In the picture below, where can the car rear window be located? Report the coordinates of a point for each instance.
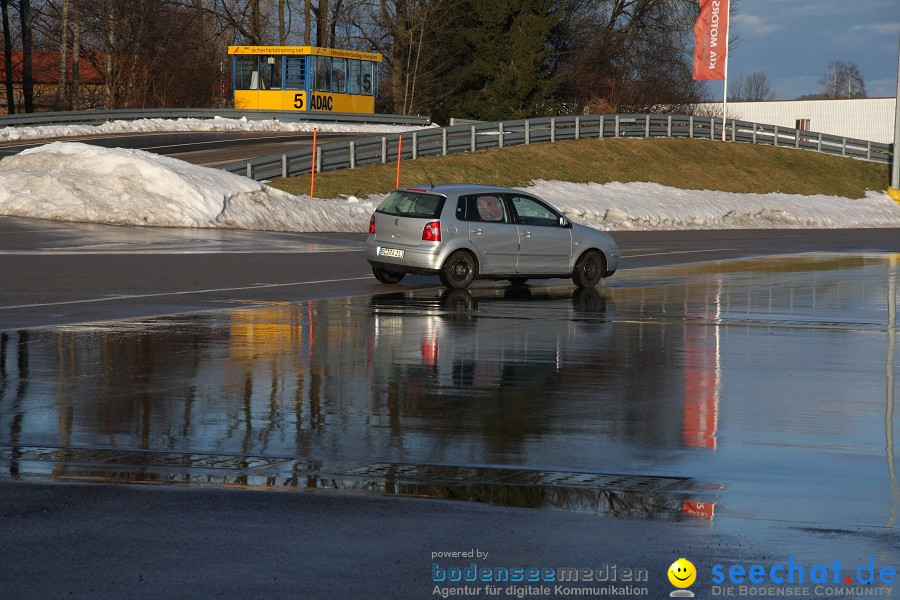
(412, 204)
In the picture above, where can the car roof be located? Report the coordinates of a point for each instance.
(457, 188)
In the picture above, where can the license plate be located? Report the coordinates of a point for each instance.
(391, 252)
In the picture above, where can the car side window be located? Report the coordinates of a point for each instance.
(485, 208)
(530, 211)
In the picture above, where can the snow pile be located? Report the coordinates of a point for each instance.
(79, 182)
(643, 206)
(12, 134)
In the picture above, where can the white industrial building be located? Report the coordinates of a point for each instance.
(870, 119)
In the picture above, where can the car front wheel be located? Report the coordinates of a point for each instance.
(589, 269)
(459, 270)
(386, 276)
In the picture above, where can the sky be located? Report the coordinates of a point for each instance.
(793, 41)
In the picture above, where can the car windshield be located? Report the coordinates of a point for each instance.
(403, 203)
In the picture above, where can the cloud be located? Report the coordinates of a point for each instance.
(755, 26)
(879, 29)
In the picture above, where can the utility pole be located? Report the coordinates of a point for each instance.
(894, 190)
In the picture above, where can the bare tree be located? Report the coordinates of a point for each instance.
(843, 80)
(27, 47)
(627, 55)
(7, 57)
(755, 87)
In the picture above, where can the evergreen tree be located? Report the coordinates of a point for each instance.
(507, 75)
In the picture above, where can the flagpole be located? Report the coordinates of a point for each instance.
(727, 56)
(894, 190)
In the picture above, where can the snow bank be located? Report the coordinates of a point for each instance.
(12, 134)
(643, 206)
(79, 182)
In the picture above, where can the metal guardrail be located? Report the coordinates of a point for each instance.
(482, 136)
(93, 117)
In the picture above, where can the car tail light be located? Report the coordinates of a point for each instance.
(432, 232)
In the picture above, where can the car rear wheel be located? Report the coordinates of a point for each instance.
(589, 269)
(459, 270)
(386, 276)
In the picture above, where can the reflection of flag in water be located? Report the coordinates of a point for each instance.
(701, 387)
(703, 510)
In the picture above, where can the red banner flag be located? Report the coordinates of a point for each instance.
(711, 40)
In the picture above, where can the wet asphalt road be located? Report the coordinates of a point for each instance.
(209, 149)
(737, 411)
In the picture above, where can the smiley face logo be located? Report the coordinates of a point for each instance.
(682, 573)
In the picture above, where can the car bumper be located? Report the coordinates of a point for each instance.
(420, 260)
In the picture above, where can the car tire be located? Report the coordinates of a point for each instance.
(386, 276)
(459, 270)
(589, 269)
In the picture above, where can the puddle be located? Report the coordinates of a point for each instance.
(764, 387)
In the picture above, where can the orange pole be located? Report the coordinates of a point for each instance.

****************************************

■ Problem statement ■
What is needed is an exact reprint of every entry, pictures excluded.

■ Solution ■
In the picture below, where can the car rear window be located? Report the coordinates of a point for each instance.
(412, 204)
In the picture above, where can the car roof be located? Report the coordinates of a point for each instance.
(457, 188)
In the picture above, where can the license plate be located? Report the coordinates of a point for each instance.
(391, 252)
In the picture above, where can the car side window be located? Report the coordinates of a point for each instance.
(485, 208)
(530, 211)
In the picture above, where can the snow pile be located? Report the coordinates of a point for each instance.
(79, 182)
(643, 206)
(12, 134)
In the picture above, where can the white industrial building be located? Report the coordinates of a point for each instance.
(870, 119)
In the picture above, where can the car front wheel be located? Report the coordinates of a point for each instance.
(589, 269)
(459, 270)
(386, 276)
In the picture above, where can the sky be located? Report the coordinates of a point for each instance.
(793, 41)
In the picture above, where can the car windshield be located? Report the coordinates of a point for each instance.
(403, 203)
In the picture above, where can the cloud be located? Report the coordinates of a point for each instance.
(755, 26)
(879, 29)
In the picture above, where can the utility pole be located? Report the coordinates of a point for each instance.
(894, 190)
In the picture above, where can the bare tree be located? Report the coordinates of a point for each instance.
(843, 80)
(27, 47)
(627, 55)
(7, 57)
(755, 87)
In the picture above, where can the evergreen tree be located? Report the coordinates of a point for each instance.
(507, 75)
In the picture above, where can the flagpole be located? Report the coordinates of a point for each instance.
(727, 56)
(894, 190)
In the picture above, where can the snow bank be located? Report the coordinates of a point for each instance.
(12, 134)
(643, 206)
(79, 182)
In the picture above, where can the metal guardrail be located? Report the coordinates of a point for each instance.
(482, 136)
(93, 117)
In the picture above, where can the car tail light be located? Report the coordinates of a point for each instance.
(432, 232)
In the picture above, where can the car rear wheel be located? Report the coordinates of a point for each instance.
(589, 269)
(459, 270)
(386, 276)
In the picture above, where can the reflection of flag in water be located? Report the coordinates of a point for each instance.
(701, 387)
(703, 510)
In the picture above, where can the red banner flag be located? Report the coordinates of a point for each instance.
(711, 40)
In the picture above, where can the wet asphalt road be located? Report the coordinates of a point for each instance.
(209, 149)
(737, 411)
In the picture above, where can the smiley face logo be located? Report the coordinates of a point for each instance.
(682, 573)
In the picture above, where can the car bumper be located? Report the coordinates of a point for each instance.
(420, 260)
In the picture above, where can the car tire be located? Report the coordinates of a point for each instance.
(386, 276)
(459, 270)
(589, 269)
In the picture above, where can the puddle be located? Report the coordinates of a point for each instance.
(764, 387)
In the picture above, where can the orange pole be located? Report the coordinates of a point for each instance.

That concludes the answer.